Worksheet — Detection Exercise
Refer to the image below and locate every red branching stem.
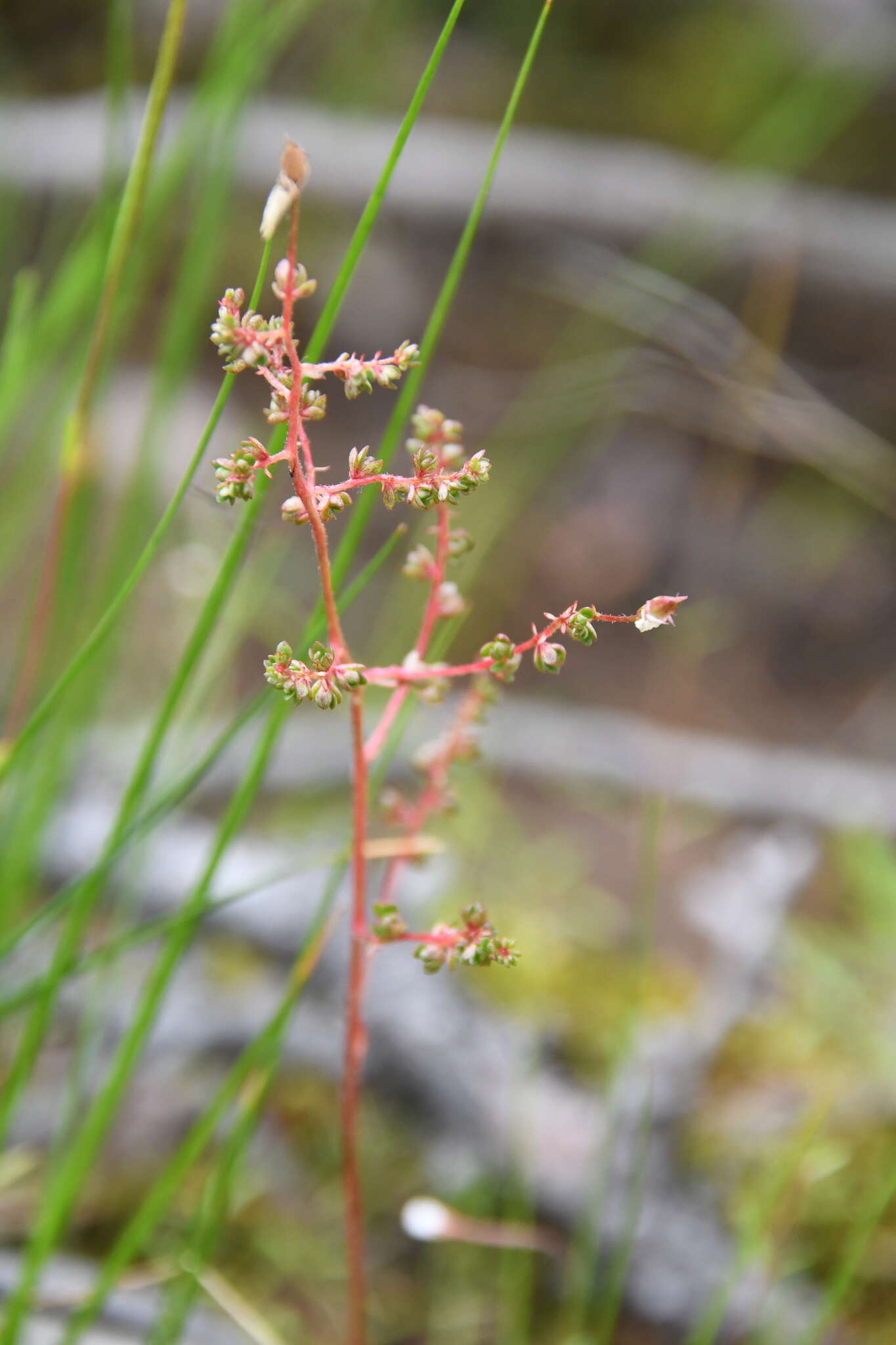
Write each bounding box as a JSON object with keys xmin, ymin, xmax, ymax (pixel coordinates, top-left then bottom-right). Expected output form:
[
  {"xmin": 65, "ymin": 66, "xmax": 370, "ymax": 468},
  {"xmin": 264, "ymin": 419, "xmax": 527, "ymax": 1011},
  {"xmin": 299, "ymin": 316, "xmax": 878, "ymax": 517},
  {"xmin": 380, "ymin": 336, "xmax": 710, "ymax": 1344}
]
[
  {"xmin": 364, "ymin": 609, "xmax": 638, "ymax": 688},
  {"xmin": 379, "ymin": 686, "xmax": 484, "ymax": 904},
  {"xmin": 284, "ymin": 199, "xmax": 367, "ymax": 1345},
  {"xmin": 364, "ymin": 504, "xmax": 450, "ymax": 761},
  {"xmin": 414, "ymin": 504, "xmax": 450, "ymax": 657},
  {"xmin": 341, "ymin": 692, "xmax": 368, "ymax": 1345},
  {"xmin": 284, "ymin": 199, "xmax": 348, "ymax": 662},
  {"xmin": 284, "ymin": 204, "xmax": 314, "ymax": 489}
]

Given task -> Copy out each line above that contains the string "JSON".

Complete response ->
Write each bounding box as a JSON object with keys xmin, ymin, xmax, ymax (pixel coordinates, top-left then bottom-right). Expected output form:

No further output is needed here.